Directions for this task: Copy word for word the lines of the records below, beginning at the line that contains "Where can you see the floral bedding" and stopping after the line that contains "column 425, row 299".

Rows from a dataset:

════════════════

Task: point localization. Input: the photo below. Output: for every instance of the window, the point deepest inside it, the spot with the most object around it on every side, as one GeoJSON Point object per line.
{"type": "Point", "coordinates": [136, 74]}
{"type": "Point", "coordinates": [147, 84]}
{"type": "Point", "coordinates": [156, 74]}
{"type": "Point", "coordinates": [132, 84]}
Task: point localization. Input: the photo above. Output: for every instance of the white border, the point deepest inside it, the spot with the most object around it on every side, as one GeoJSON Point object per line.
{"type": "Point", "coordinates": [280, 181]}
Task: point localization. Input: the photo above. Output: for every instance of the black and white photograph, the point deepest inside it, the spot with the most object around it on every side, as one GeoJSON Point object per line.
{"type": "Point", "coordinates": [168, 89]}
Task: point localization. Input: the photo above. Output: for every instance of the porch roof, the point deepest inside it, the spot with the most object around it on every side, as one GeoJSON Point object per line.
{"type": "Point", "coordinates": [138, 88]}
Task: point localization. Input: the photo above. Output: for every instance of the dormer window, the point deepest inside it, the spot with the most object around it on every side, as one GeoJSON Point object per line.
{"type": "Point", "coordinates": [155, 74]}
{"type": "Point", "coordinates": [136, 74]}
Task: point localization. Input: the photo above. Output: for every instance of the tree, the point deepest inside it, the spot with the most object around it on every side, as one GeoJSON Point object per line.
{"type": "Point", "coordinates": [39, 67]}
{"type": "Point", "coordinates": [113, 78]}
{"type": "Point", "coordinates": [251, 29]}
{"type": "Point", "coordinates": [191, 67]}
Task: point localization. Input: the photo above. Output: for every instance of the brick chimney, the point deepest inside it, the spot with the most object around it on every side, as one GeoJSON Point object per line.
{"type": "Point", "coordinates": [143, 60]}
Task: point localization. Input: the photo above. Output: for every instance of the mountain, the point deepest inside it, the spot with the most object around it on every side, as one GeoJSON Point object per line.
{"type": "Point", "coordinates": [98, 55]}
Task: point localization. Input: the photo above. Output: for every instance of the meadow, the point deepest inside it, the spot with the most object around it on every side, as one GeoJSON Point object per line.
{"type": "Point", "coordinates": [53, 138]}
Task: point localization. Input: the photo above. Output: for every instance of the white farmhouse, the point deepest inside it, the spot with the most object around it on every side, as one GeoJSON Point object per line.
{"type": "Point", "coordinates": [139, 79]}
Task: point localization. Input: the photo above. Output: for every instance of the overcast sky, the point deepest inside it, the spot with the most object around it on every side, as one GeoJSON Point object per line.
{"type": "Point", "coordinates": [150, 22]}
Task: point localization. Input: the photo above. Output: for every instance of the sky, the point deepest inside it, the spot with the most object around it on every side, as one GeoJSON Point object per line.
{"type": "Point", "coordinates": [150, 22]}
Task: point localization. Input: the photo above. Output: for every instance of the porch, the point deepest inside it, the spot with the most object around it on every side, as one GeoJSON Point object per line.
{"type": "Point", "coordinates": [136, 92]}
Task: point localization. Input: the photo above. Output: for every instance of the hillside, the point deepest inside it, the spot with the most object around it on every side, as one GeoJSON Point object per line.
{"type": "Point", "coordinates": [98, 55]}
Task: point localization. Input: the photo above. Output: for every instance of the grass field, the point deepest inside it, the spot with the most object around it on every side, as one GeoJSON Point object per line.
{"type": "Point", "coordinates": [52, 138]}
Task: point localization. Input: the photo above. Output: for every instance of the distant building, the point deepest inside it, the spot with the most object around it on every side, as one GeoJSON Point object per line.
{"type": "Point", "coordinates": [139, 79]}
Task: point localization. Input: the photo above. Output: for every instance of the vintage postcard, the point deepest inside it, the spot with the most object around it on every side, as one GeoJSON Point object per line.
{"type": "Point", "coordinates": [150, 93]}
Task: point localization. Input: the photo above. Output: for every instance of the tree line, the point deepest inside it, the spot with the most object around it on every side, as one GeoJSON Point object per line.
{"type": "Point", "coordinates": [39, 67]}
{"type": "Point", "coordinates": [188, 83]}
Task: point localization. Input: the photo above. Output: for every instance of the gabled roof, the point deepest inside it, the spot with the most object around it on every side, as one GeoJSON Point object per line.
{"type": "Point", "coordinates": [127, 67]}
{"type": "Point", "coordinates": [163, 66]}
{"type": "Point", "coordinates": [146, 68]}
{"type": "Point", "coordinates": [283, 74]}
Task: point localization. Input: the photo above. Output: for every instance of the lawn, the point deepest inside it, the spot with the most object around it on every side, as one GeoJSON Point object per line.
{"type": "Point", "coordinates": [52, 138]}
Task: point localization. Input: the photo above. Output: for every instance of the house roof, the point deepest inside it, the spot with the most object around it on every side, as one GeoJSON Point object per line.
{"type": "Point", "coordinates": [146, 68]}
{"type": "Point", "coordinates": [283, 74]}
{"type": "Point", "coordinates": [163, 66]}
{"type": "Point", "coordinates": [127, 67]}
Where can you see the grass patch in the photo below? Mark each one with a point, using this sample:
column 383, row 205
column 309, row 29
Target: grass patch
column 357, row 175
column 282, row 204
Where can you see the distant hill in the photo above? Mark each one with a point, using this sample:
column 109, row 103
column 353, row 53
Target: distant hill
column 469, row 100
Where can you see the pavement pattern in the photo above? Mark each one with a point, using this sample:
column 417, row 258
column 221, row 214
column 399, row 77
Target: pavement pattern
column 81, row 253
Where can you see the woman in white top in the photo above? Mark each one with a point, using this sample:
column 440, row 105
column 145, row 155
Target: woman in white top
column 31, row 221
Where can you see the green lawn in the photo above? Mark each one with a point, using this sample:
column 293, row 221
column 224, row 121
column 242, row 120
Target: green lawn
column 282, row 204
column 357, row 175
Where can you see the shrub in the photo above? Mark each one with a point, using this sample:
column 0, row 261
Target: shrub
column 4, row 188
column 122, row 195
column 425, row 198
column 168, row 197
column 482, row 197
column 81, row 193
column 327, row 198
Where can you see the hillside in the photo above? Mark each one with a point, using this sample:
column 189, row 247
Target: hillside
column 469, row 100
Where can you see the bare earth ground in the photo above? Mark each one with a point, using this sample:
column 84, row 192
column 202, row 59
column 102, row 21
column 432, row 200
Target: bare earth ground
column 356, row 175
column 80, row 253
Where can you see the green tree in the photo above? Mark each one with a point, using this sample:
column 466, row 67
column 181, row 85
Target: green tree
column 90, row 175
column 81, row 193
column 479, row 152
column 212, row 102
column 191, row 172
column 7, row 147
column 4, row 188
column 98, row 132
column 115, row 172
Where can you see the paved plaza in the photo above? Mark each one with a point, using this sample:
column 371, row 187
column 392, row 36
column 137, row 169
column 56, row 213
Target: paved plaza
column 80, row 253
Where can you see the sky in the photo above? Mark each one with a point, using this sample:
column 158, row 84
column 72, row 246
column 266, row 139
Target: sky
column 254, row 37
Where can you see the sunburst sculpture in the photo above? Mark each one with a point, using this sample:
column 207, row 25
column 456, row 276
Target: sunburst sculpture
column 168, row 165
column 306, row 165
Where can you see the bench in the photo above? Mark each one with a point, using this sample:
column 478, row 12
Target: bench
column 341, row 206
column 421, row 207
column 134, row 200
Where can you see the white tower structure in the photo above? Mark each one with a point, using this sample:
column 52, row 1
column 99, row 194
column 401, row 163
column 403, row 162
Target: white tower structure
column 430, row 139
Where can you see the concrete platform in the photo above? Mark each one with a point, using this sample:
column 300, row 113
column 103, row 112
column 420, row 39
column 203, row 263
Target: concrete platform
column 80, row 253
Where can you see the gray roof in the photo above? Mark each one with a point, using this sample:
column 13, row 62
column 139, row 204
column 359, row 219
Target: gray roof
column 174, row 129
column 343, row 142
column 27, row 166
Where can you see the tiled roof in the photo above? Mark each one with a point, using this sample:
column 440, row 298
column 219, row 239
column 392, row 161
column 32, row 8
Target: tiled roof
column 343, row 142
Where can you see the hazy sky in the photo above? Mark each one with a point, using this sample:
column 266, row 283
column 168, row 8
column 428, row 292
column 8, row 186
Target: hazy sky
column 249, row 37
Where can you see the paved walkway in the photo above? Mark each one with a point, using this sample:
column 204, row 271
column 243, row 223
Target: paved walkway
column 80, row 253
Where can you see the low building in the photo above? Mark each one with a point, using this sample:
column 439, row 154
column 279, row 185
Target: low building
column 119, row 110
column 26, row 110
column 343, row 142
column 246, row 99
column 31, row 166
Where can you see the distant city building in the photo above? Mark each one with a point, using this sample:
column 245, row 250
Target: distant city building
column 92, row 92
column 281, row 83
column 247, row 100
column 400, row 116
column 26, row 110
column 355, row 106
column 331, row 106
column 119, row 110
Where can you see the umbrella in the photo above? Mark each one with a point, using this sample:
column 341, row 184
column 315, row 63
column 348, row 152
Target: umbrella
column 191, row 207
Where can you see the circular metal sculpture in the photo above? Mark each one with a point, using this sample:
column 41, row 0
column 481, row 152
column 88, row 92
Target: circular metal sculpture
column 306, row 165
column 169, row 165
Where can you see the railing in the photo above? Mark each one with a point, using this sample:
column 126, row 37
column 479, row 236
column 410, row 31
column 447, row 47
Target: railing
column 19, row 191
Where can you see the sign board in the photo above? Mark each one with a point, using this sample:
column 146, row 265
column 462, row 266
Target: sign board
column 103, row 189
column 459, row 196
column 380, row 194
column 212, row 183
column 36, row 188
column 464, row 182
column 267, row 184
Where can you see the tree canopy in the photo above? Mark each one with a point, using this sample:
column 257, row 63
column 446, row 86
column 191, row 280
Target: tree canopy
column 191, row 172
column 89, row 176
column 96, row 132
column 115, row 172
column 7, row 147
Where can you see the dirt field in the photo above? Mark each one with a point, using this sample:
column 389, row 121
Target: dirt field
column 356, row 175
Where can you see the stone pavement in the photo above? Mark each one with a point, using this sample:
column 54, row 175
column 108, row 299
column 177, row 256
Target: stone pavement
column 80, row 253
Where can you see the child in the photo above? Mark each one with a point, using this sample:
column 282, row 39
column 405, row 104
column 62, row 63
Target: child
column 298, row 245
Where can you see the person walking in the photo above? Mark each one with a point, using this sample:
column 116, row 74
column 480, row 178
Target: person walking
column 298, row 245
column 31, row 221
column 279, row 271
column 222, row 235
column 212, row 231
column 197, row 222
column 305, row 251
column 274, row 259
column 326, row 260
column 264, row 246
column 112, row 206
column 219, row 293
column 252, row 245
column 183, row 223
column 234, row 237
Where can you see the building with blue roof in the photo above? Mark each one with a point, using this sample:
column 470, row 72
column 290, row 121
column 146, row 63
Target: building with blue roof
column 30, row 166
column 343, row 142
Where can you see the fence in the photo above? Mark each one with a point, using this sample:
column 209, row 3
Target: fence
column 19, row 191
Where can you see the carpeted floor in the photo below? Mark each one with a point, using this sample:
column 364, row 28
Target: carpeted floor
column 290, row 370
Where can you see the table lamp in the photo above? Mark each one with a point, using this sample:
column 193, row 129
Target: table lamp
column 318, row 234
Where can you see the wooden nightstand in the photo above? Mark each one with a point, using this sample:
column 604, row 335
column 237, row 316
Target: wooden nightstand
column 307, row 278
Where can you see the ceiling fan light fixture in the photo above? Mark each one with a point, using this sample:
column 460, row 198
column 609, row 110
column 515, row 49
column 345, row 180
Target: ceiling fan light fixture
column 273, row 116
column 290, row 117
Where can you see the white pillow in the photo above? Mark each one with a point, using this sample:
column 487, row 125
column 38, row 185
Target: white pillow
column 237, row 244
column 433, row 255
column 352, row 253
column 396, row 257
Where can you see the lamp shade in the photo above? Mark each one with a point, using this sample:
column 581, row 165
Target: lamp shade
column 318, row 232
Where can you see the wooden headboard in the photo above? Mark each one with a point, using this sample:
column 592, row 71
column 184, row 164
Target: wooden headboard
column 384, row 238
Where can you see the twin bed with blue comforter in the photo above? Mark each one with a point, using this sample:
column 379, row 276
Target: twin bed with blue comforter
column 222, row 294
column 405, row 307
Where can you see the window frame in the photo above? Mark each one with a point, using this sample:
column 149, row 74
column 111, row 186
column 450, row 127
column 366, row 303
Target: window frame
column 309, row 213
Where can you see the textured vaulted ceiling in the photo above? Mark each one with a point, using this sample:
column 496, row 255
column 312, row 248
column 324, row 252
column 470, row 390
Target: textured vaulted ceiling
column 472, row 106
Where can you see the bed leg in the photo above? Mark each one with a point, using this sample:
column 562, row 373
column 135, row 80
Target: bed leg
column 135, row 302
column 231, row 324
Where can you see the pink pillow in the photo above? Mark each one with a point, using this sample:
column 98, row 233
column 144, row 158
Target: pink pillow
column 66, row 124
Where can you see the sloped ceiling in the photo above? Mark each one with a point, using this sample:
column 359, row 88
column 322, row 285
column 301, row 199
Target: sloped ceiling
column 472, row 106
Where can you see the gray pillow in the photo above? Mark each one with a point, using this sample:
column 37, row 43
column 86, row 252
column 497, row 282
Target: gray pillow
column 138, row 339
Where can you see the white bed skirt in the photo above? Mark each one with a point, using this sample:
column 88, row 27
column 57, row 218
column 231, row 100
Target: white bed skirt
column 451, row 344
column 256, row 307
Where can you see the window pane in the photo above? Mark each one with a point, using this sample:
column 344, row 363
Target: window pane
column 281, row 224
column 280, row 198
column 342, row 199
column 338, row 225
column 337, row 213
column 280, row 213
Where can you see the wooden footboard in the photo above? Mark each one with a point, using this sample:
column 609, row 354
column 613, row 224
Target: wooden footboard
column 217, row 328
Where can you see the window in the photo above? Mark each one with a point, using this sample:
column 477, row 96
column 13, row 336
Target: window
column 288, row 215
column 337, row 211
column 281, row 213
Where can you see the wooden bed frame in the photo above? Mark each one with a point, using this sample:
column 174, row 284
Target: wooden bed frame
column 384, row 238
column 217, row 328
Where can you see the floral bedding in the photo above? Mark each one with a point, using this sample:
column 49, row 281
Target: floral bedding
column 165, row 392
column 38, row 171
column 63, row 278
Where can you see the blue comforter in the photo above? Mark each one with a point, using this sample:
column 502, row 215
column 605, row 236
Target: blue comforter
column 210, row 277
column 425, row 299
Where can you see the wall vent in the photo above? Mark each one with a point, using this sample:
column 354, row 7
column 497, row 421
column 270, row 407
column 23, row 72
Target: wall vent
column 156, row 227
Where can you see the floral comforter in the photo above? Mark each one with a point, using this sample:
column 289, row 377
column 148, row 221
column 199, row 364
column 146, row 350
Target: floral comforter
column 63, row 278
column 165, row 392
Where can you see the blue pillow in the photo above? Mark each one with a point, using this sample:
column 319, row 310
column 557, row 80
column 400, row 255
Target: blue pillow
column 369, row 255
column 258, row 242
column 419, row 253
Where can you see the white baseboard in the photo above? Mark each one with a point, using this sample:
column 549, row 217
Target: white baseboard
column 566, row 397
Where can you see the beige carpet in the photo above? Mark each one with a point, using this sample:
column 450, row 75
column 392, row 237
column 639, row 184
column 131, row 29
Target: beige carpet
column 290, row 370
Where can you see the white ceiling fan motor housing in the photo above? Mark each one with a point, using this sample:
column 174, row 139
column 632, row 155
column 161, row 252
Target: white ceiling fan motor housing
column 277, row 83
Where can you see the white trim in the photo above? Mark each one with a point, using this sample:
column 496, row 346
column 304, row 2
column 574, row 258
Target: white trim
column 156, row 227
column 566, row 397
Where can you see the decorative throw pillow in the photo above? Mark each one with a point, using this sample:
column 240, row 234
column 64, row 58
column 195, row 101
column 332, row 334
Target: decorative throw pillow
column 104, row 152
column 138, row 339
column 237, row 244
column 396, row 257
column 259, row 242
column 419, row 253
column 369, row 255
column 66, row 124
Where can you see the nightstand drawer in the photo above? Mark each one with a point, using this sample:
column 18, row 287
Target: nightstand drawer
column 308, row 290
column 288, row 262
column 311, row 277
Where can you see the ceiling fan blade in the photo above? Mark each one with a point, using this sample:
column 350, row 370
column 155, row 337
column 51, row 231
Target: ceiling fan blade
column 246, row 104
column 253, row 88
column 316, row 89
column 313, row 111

════════════════

Response to this exercise:
Where can you see the floral bedding in the photo above? Mark each one with a point, using this sample:
column 49, row 281
Target: floral bedding
column 165, row 392
column 38, row 171
column 63, row 278
Where can you see the blue comforter in the photo above? Mark each one with a point, using this sample:
column 502, row 215
column 605, row 236
Target: blue comforter
column 210, row 277
column 425, row 299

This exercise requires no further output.